* START PASSAGE SHOWN *

Analysis of a Special Purpose Acquisition Company
(Part of a Channelchek Series on SPACs)
Special purpose acquisition companies (SPACs) are an increasingly popular vehicle for various transactions, including transitioning a business from a private company to a publicly traded corporation. Some market participants believe that, through a SPAC transaction, a private company can become a publicly-traded company with a higher level of certainty as to pricing and control over deal terms when compared to a traditional initial public offerings (IPOs).
Analysis of a SPAC is part of a series of ongoing educational pieces published by Channelchek on the subject. From this edition, you should expect to gain a better understanding of:
- Investor rights when a SPAC is in its shell company stage
- Financial interests and motivations of SPAC sponsors
- Evaluating investor options as it begins to de-SPAC
- Warrants and possible impact on stockholders
Common Acquisition/Merger
Typically, a SPAC acquires or merges with a private company after a period of fewer than two years after the SPACs own introduction to the market as an IPO. Unlike a fully functioning business going public, a SPAC is non-operating and yet to be further defined aside from objective. Its primary asset is the cash which was proceeds from the IPO and perhaps contributions of founding members and sponsors.

* END PASSAGE SHOWN *
* START DATASET RECORDS *

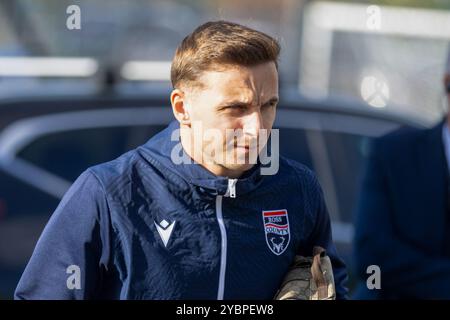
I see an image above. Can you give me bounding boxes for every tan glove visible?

* END DATASET RECORDS *
* START DATASET RECORDS *

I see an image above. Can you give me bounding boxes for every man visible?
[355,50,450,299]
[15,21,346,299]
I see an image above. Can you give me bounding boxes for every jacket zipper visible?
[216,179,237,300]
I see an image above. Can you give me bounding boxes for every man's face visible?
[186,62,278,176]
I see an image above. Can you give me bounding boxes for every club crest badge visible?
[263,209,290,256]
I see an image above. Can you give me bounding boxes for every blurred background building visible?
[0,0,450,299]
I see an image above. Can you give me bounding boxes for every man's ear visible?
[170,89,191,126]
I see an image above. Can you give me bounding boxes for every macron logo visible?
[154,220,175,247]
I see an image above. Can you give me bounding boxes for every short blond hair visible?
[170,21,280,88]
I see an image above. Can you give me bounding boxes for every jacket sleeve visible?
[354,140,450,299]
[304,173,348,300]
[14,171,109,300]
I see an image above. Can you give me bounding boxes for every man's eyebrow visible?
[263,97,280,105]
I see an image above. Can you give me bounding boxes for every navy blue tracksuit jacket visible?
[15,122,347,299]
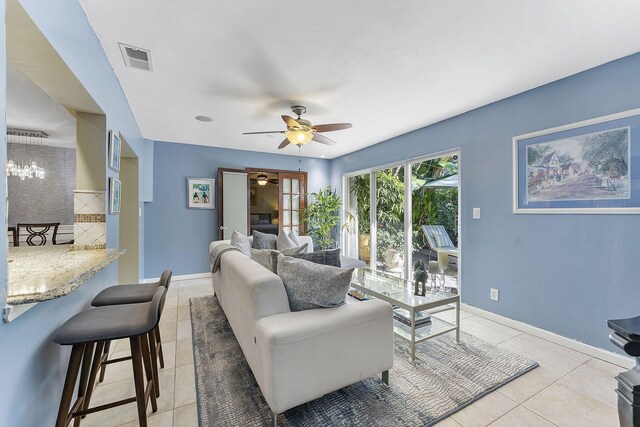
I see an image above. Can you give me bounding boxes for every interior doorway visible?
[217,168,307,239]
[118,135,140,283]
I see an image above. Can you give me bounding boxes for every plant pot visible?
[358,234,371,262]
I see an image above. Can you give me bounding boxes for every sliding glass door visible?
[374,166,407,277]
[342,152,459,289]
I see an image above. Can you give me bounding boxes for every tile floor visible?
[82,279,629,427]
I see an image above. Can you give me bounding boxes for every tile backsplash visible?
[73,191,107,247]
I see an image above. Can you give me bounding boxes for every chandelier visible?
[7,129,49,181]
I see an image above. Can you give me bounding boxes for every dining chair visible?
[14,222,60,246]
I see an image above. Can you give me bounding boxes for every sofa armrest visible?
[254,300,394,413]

* END DATASET RECORDS *

PROBLEM TO WORK ON
List each topic that the SPAC passage above says readers should come to understand better from this edition.

THE SOLUTION
- Investor rights when a SPAC is in its shell company stage
- Financial interests and motivations of SPAC sponsors
- Evaluating investor options as it begins to de-SPAC
- Warrants and possible impact on stockholders